Items listed in a dataset
┄┄┄┄┄┄

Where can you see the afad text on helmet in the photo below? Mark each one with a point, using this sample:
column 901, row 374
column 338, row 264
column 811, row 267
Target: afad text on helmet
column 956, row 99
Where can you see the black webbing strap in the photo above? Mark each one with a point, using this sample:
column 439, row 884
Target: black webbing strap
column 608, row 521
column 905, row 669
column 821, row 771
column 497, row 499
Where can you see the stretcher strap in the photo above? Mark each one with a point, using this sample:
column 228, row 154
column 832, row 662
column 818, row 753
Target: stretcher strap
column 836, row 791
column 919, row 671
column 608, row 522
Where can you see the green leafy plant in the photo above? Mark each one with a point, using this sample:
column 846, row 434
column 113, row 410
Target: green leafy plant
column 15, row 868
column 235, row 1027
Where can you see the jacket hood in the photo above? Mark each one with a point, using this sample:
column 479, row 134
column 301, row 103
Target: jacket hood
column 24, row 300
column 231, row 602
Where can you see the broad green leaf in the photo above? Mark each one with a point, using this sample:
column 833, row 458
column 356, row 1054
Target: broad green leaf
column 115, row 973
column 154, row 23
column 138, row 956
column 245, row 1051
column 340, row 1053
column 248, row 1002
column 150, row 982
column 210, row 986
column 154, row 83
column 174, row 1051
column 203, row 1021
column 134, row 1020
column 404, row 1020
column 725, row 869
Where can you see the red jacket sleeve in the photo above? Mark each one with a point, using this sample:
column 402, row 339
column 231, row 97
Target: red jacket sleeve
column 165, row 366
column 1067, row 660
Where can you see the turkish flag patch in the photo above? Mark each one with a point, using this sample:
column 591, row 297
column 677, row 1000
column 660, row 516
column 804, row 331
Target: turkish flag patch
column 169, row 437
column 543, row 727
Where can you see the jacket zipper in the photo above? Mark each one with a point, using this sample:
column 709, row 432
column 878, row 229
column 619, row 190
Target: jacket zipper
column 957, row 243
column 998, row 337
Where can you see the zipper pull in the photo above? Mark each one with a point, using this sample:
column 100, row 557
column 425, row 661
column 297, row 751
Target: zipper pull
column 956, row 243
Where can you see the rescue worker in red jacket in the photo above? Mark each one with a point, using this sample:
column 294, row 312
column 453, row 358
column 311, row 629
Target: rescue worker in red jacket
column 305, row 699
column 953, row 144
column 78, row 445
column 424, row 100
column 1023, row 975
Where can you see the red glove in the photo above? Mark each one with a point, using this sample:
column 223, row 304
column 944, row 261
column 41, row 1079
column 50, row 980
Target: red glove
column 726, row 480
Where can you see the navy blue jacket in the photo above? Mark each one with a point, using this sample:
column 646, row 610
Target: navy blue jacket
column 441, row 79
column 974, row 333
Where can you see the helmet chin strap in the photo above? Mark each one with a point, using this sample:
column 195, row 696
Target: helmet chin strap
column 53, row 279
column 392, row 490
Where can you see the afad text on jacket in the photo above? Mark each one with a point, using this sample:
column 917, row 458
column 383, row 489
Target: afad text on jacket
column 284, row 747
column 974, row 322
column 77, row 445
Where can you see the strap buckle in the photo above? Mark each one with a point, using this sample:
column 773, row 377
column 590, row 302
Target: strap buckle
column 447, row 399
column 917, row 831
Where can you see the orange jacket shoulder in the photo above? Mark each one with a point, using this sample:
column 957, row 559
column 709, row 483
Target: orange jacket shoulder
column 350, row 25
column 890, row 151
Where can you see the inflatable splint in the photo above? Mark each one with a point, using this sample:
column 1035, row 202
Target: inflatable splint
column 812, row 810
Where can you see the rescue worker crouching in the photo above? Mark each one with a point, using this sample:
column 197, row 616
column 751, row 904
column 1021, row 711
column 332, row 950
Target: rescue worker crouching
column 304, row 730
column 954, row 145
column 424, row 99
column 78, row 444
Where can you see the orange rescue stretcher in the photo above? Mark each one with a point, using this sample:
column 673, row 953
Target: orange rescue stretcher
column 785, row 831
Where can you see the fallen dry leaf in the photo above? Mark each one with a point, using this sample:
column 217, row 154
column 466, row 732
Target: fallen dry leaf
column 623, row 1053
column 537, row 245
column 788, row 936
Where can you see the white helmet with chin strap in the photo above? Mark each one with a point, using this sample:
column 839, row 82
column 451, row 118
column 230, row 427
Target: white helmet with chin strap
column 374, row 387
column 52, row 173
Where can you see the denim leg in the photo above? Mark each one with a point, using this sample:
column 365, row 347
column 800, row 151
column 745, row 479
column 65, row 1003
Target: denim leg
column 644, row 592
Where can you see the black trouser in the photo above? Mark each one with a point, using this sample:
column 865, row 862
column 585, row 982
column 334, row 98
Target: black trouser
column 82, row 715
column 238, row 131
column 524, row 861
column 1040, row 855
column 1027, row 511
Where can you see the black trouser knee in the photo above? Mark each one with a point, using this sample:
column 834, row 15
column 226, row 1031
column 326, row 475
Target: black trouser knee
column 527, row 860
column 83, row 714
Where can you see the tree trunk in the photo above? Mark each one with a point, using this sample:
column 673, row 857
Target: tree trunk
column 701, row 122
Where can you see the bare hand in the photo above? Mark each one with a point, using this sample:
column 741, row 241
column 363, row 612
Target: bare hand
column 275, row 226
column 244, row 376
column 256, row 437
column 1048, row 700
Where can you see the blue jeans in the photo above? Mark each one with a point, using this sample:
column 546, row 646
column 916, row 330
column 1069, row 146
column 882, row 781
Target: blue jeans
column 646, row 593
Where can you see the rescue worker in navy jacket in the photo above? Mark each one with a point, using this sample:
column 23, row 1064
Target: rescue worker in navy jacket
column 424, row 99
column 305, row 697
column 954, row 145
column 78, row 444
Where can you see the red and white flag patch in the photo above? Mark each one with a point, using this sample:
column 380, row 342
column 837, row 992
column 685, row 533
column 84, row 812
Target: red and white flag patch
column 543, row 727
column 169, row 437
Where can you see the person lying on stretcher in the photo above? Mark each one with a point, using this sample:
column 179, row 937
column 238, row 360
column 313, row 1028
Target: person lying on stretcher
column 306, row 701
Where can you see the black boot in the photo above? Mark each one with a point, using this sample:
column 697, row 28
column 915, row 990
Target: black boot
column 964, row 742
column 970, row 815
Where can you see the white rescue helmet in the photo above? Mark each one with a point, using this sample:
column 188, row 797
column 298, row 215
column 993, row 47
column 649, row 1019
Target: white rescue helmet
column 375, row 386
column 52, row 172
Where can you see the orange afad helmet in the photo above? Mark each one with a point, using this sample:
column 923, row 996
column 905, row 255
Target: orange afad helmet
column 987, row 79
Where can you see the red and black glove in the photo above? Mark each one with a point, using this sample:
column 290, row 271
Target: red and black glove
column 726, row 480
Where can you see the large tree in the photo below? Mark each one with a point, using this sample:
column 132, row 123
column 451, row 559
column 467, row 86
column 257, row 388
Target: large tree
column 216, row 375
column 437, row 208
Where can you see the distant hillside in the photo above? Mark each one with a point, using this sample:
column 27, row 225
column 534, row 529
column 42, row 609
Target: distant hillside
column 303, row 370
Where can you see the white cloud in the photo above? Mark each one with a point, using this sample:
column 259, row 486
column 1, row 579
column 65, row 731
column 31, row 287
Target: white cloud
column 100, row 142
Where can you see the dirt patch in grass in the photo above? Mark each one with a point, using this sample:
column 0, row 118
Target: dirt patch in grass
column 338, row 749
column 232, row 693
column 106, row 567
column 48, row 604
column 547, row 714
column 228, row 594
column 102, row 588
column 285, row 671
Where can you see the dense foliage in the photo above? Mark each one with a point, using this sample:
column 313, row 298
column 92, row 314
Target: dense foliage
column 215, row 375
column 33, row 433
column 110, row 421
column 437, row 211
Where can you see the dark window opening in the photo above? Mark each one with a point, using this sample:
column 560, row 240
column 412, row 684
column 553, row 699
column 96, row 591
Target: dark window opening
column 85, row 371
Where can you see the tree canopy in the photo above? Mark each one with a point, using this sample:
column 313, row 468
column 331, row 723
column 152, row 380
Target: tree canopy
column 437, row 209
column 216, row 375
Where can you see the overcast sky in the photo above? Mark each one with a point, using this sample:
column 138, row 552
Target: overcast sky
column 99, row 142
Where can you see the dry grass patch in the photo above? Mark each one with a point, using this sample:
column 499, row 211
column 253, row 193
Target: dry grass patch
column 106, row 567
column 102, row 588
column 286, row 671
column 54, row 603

┄┄┄┄┄┄

Please repeat the stretch from the start of the entries through the line that contains "column 231, row 602", switching "stretcher strap" to "litter strap" and leaving everything else as it is.

● **RESPONSE**
Where can you see the afad text on helmet in the photo below? Mark each one with a point, using this sample:
column 901, row 374
column 338, row 264
column 811, row 267
Target: afad text on helmet
column 956, row 99
Where can you see the black webbing strap in the photo above? Mark each one with a point, using this sample:
column 439, row 884
Target: black webbing strap
column 608, row 521
column 905, row 669
column 821, row 771
column 497, row 499
Where can you see the litter strap in the photo above? Mark each one with a point, using this sample:
column 228, row 154
column 832, row 662
column 818, row 753
Target: litter strap
column 836, row 791
column 919, row 671
column 608, row 522
Where can you see the green leafy plant in the photo above? Mark each one with a point, using this sample:
column 846, row 434
column 113, row 410
Target: green leafy plant
column 15, row 868
column 235, row 1027
Where can you see the jacket hood in the photo above? Mark each one with a point, using this sample:
column 479, row 134
column 301, row 103
Target: jacket hood
column 24, row 300
column 231, row 602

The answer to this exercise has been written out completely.